Turn the whole listing below into a numbered list, leaving out any blank lines.

◆ ◆ ◆

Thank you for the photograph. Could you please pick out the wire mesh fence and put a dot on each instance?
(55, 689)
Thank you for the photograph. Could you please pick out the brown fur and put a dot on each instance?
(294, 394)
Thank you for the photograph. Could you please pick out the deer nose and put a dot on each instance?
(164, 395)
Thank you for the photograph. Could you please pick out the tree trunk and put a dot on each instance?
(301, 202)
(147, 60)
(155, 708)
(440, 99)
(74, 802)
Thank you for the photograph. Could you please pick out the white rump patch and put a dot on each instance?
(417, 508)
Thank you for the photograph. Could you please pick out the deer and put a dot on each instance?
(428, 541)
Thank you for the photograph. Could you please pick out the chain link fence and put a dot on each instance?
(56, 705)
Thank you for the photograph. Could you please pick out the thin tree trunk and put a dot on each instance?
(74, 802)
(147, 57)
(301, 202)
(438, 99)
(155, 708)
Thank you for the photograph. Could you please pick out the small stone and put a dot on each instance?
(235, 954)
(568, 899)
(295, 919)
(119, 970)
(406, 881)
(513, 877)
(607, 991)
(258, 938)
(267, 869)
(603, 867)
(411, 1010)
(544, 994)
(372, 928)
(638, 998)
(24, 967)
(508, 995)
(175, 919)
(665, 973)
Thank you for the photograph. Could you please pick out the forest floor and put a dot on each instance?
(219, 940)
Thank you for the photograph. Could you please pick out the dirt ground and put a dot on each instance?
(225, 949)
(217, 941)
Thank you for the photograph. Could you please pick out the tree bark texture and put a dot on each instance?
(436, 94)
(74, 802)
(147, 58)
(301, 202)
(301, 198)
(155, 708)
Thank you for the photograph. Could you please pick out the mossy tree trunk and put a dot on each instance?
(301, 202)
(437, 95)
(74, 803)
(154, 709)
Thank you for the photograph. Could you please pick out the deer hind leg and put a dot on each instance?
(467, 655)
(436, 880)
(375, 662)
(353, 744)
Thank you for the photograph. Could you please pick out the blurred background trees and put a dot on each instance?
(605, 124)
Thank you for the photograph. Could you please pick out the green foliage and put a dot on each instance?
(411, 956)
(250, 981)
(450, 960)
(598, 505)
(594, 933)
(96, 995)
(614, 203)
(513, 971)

◆ ◆ ◆

--- SOLUTION TO THIS TASK ---
1. Thank you for the photograph. Could you please pick out the wire mesh fence and put a dot on each instance?
2. (55, 689)
3. Thank you for the photograph. Could you please pick out the brown fur and put a dot on each instance?
4. (294, 394)
5. Thank you for the photograph. Could you please pick out the deer nose and put a dot on each instance?
6. (164, 395)
7. Thank you for the photograph. Could you please pick out the tree trunk and put a dot on each instance?
8. (301, 202)
9. (147, 60)
10. (155, 708)
11. (440, 99)
12. (74, 802)
13. Thank you for the photograph. Could you please pick out the white rump patch and put a dot on each instance?
14. (417, 508)
15. Thank you for the photograph. Could you please pick out the deer and put a dot on each instance?
16. (428, 541)
17. Thank you for the photograph. Could you please pick out the chain link fence and put a dot on each instance?
18. (56, 705)
19. Thank you for the photograph. Could you please pick out the thin tree trunk and put a dot on each instance?
20. (74, 802)
21. (147, 57)
22. (301, 202)
23. (438, 99)
24. (155, 708)
25. Thank you for the photograph. Could you please pick out the small stone and put a dot on each instance?
26. (235, 954)
27. (568, 899)
28. (295, 919)
29. (119, 970)
30. (406, 881)
31. (513, 877)
32. (607, 991)
33. (258, 938)
34. (267, 869)
35. (603, 867)
36. (411, 1010)
37. (544, 994)
38. (372, 928)
39. (638, 998)
40. (24, 967)
41. (508, 995)
42. (175, 919)
43. (665, 973)
44. Thank you for the photograph. Could you please pick out the forest floor and put a dot on each instance?
45. (219, 940)
46. Thank you for the photograph. Could you please pick out the dirt ground and put a dot on each instance?
47. (225, 949)
48. (217, 941)
49. Thank you for the photograph. Could you please pick out the tree bark texture and put a dot on each instance?
50. (436, 94)
51. (74, 802)
52. (147, 58)
53. (301, 202)
54. (301, 198)
55. (155, 708)
56. Thank you for the photograph. Could you please pick out the mossy tree trunk and put a dot on each instance?
57. (301, 202)
58. (437, 95)
59. (74, 803)
60. (154, 709)
61. Thank you for the photograph. Could you please pick out the deer hind leg and put a dot on each instance?
62. (467, 655)
63. (436, 880)
64. (375, 662)
65. (353, 744)
66. Thank you for the photograph. Could you please pick out the blurred background trees and put a dot on each instance?
67. (605, 124)
68. Thank you for the photograph. Could you please pick out the green foliage and put a dot on each instance?
69. (411, 956)
70. (250, 981)
71. (450, 960)
72. (598, 505)
73. (594, 933)
74. (96, 995)
75. (614, 203)
76. (513, 971)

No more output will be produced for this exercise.